Scale the data below by writing out every line again, requests included, with each x and y coordinate in the answers multiplied by 2.55 and rounded to a whole number, halves rounding up. Leave the numbers in the requests and their format samples as they are.

== Data for the task ==
* * * * *

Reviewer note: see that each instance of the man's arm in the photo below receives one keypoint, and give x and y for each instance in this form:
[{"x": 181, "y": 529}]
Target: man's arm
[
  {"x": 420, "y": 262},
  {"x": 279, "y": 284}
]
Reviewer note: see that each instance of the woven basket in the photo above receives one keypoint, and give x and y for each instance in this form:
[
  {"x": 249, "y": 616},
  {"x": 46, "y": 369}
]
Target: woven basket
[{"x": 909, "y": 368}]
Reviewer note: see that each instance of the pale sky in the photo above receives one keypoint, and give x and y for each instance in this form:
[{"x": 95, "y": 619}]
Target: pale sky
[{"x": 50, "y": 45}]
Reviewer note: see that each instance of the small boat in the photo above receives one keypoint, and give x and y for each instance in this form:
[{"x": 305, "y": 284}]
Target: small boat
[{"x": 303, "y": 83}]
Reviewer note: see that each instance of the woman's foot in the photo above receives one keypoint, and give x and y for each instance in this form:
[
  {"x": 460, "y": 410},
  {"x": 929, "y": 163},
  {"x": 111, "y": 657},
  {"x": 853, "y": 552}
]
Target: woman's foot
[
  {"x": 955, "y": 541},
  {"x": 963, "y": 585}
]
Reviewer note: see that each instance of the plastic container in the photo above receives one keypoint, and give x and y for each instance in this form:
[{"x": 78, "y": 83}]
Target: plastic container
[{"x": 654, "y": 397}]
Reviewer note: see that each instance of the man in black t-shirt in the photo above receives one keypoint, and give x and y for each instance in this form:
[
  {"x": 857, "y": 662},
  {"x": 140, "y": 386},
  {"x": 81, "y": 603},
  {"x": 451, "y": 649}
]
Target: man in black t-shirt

* * * * *

== Response to the exercise ==
Reviewer note: see that each instance of the man's arm in the photo below receives one keypoint, and give x and y for each instance in this form:
[{"x": 181, "y": 529}]
Target: man's arm
[
  {"x": 1071, "y": 668},
  {"x": 711, "y": 724}
]
Reviewer note: see that each instance of the woven basket in the photo above receives one keypoint, and give x and y for each instance in this form:
[
  {"x": 249, "y": 616},
  {"x": 46, "y": 369}
]
Target: woven basket
[{"x": 2318, "y": 938}]
Reviewer note: see that each instance of the pale sky in the photo above receives one keypoint, and give x and y for each instance in this form:
[{"x": 95, "y": 619}]
Target: pale sky
[{"x": 128, "y": 115}]
Reviewer note: see that each instance of the small boat in the photo above receives one keypoint, and give x and y for each instance in this form:
[{"x": 305, "y": 284}]
Target: small boat
[{"x": 773, "y": 212}]
Reviewer note: see that each instance of the woman's foot in the photo above receives one keypoint, and give x and y for each instance in this form:
[
  {"x": 460, "y": 410},
  {"x": 929, "y": 163},
  {"x": 111, "y": 657},
  {"x": 853, "y": 552}
]
Target: woman's foot
[
  {"x": 2435, "y": 1380},
  {"x": 2456, "y": 1492}
]
Reviewer note: see that each instance of the plastic container in the photo above receives one keypoint, and give x and y for each instance in this form:
[{"x": 78, "y": 83}]
Target: plastic container
[{"x": 1668, "y": 1012}]
Reviewer note: see that each instance of the man in black t-shirt in the photo above receives one keypoint, and give x and y for each instance in this form:
[
  {"x": 857, "y": 662},
  {"x": 140, "y": 386},
  {"x": 81, "y": 603},
  {"x": 451, "y": 649}
]
Target: man in black t-shirt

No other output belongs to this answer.